• [Exercise materials]
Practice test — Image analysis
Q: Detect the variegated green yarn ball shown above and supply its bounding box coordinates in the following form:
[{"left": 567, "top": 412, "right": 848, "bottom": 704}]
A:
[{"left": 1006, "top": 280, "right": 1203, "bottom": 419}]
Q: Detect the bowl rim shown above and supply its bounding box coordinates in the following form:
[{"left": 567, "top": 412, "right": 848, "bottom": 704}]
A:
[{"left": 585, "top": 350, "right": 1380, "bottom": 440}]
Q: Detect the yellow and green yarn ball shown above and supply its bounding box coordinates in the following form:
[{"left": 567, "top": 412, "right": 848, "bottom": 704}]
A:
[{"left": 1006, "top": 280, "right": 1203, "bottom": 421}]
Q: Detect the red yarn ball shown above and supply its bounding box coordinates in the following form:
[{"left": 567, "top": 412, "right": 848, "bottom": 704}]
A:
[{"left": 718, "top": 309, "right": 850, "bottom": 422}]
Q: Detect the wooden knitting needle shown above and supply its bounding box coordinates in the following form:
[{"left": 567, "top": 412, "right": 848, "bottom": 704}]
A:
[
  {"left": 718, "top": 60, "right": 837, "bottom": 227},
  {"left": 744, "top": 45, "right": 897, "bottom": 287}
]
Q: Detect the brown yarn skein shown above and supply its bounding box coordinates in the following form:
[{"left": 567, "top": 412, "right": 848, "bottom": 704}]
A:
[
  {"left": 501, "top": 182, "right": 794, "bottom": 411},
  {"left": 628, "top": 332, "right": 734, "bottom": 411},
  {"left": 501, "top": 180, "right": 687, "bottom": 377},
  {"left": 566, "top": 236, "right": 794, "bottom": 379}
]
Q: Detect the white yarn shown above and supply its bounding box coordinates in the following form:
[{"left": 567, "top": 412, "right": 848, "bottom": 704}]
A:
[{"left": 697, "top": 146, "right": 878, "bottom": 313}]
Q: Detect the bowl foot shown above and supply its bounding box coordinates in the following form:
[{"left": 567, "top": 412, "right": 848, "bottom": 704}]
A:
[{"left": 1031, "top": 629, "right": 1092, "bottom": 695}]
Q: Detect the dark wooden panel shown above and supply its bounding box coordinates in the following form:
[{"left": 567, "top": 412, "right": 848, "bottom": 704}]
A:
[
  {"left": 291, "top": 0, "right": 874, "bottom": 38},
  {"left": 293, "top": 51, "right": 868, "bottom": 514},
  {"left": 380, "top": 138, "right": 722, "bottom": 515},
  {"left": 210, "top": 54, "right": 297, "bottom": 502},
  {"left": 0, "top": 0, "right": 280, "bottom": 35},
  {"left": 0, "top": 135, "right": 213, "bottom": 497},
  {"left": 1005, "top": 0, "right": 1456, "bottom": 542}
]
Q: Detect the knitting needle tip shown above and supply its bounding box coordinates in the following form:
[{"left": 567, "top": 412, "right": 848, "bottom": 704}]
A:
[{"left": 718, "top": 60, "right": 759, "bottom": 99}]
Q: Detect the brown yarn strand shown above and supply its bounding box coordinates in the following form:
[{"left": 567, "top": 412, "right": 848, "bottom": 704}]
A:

• [What you need to do]
Copy out every line from the items above that contains the word "green".

• [Result]
Q: Detect the variegated green yarn ball shown above and supply its bounding box coordinates in the following form:
Q: Detect the yellow and green yarn ball shown above and supply its bounding box coordinates in the following form:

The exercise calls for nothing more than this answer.